● **DOCUMENT PASSAGE**
-*-
From Wired:
A legal fight over the government’s use of a secret
surveillance tool has provided new insight into how the controversial tool works
and the extent to which Verizon Wireless aided federal agents in using it to
track a suspect.
Court documents in a case involving accused identity thief
Daniel David Rigmaiden describe how the wireless provider reached out remotely
to reprogram an air card the suspect was using in order to make it communicate
with the government’s surveillance tool so that he could be located.
Rigmaiden, who is
accused of being the ringleader of
a $4 million tax fraud operation, asserts in court documents that in July
2008 Verizon surreptitiously reprogrammed his air card to make it respond to
incoming voice calls from the FBI and also reconfigured it so that it would
connect to a fake cell site, or stingray, that the FBI was using to track his
location.
Air cards are devices that plug into a computer and use the
wireless cellular networks of phone providers to connect the computer to the
internet. The devices are not phones and therefore don’t have the ability to
receive incoming calls, but in this case Rigmaiden asserts that Verizon
reconfigured his air card to respond to surreptitious voice calls from a
landline controlled by the FBI.
The FBI calls, which contacted the air card silently in the
background, operated as pings to force the air card into revealing its
location.
In order to do this, Verizon reprogrammed the device so that
when an incoming voice call arrived, the card would disconnect from any
legitimate cell tower to which it was already connected, and send real-time
cell-site location data to Verizon, which forwarded the data to the FBI. This
allowed the FBI to position its stingray in the neighborhood where Rigmaiden
resided. The stingray then “broadcast a very strong signal” to force the air
card into connecting to it, instead of reconnecting to a legitimate cell tower,
so that agents could then triangulate signals coming from the air card and
zoom-in on Rigmaiden’s location.
To make sure the air card connected to the FBI’s simulator,
Rigmaiden says that Verizon altered his air card’s Preferred Roaming List so
that it would accept the FBI’s stingray as a legitimate cell site and not a
rogue site, and also changed a data table on the air card designating the
priority of cell sites so that the FBI’s fake site was at the top of the
list.
Rigmaiden makes the assertions in a 369-page document he filed
in support of a motion to suppress evidence gathered through the stingray.
-*-
● **PROVIDED INFORMATION**

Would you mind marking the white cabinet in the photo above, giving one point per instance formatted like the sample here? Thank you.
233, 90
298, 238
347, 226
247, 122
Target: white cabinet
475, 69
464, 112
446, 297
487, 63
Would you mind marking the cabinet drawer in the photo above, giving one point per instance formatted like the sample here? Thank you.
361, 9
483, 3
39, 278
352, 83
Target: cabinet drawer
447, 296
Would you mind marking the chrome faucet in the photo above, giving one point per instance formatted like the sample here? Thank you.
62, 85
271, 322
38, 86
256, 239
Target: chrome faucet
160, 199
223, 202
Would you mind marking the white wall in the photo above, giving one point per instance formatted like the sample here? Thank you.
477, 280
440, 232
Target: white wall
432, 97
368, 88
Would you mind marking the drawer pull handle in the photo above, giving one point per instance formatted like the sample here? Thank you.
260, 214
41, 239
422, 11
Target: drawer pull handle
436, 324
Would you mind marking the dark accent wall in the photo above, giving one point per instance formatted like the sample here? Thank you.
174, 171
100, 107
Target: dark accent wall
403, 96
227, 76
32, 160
-*-
● **DIRECTIVES**
1. According to the Wired excerpt, what month and year did Verizon allegedly reprogram Rigmaiden's air card?
2. List every number, amount, and date that appears in the Wired excerpt.

● **RESPONSES PER TASK**
1. July 2008

2.
- $4 million (the tax fraud operation)
- July 2008 (when Verizon allegedly reprogrammed the air card)
- 369 (the page count of Rigmaiden's filed document)